- **What is needed**
This exercise asks for every line of the material that contains the word "detect".
********************
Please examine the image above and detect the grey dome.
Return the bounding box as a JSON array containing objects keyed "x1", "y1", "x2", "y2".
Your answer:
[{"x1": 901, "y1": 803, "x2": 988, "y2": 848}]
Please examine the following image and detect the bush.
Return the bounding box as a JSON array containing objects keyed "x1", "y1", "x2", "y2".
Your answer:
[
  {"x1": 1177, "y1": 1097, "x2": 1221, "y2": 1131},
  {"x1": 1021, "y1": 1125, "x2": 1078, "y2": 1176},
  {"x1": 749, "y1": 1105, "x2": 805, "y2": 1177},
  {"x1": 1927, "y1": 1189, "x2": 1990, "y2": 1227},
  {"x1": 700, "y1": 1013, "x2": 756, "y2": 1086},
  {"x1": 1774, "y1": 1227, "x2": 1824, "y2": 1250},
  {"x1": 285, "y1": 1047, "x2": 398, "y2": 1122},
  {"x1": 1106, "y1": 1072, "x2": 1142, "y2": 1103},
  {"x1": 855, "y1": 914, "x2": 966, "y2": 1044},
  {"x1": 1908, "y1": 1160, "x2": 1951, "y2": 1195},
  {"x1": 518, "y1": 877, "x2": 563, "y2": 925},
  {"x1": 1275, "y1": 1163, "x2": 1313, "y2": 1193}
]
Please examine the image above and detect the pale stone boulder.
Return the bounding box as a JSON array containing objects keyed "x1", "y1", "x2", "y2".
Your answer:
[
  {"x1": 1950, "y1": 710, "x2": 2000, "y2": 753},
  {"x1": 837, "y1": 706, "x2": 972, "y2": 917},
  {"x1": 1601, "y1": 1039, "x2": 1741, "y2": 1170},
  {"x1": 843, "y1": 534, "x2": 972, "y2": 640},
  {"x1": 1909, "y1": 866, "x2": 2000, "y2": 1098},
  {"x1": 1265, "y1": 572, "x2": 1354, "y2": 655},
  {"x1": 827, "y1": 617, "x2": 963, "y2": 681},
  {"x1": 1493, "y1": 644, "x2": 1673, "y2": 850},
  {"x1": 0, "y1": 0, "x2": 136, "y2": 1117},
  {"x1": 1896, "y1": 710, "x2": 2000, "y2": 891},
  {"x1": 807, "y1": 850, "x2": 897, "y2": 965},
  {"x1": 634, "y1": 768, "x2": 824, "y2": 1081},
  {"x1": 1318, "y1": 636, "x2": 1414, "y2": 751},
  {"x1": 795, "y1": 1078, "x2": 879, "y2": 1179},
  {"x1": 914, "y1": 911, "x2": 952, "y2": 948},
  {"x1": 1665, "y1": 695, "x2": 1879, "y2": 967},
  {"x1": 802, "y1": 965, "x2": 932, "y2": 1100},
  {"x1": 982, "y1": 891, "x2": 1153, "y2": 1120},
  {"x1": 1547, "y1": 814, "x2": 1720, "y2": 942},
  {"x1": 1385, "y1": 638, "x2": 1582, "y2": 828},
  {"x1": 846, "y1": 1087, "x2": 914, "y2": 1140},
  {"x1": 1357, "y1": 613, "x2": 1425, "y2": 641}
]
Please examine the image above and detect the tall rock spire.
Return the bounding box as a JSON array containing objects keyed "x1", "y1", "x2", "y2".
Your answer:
********************
- **Task response**
Please examine the image above and detect the grey dome.
Please examine the following image and detect the bush.
Please examine the image above and detect the pale stone boulder.
Please examine the image above and detect the tall rock spire.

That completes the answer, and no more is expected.